Extract to read =

On City Streets

Full Title: On City Streets: Chicago, 1964-2004
Author / Editor: Gary Stochl
Publisher: Center for American Places, 2005

 

Review © Metapsychology Vol. 9, No. 47
Reviewer: Christian Perring, Ph.D.

In the Introduction to On City
Streets
, Bob Thall of the Photography Department at Columbia College
Chicago explains how Gary Stochl turned up one day in 2004 at his office with a
bag full of photographs, saying he had never shown them to anyone else
before.  He had been taking photographs
on the streets of Chicago for that last forty years.  Thall looked them over and was immediately struck by their power
and formal qualities.  Most of Stochl’s
pictures capture people unaware, although occasionally, as in the cover
photograph "State Street 1974," he also uses his subjects’ reactions
to him to great effect.  He must have
carried his camera with him and taken photographs as he walked around
town.  This book has 55 black and white
plates, which is a small number of pictures to represent forty years work, and
Stochl must have thousands of other images.

Data entries
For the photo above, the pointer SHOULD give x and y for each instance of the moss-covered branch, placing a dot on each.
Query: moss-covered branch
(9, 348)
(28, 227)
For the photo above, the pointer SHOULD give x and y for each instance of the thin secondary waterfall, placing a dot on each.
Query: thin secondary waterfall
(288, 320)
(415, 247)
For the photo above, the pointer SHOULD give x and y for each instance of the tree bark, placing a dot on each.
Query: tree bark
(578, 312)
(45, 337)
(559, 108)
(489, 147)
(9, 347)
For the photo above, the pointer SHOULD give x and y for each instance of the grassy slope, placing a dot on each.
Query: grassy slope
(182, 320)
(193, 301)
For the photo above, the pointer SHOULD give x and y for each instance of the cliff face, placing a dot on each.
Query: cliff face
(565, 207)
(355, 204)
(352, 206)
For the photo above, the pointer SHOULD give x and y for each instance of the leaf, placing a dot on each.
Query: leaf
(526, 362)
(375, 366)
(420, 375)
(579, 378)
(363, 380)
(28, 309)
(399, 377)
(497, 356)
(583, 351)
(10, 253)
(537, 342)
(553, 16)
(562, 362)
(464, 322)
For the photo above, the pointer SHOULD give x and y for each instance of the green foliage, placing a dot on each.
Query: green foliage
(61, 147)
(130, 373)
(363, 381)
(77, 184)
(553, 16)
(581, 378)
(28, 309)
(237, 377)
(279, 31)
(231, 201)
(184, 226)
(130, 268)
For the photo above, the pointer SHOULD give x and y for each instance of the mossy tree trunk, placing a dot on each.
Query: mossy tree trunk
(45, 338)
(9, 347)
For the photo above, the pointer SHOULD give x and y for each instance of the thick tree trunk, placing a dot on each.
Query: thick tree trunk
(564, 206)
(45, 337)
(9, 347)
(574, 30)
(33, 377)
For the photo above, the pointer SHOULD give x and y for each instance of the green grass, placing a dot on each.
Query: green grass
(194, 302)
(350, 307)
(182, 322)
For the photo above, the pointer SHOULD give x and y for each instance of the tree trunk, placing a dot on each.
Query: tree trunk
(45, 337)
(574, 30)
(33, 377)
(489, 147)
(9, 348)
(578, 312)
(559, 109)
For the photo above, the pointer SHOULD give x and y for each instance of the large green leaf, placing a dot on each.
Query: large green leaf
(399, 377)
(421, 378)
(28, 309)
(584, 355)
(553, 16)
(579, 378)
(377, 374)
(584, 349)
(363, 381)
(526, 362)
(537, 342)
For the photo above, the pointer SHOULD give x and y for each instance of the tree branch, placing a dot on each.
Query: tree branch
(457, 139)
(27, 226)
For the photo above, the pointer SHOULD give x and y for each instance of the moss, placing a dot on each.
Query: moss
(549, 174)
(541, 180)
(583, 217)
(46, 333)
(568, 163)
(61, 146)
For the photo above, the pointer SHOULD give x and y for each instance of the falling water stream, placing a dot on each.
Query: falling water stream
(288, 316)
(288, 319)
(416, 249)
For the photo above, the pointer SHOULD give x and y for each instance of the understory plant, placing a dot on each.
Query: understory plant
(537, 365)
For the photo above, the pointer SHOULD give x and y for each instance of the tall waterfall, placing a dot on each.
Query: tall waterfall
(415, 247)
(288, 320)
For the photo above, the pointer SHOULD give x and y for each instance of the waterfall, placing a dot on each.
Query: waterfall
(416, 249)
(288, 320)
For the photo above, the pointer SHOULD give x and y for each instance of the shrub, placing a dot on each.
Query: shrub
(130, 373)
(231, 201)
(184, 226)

What to work on =
[A] Reproduce the book review starting with "Full Title: On" and going on through "Christian Perring, Ph.D.", swapping "Reviewer" for "Critic".
[B] According to the book review, how many black and white plates does the book contain?

Results =
[A]
Full Title: On City Streets: Chicago, 1964-2004
Author / Editor: Gary Stochl
Publisher: Center for American Places, 2005

 

Review © Metapsychology Vol. 9, No. 47
Critic: Christian Perring, Ph.D.

[B] 55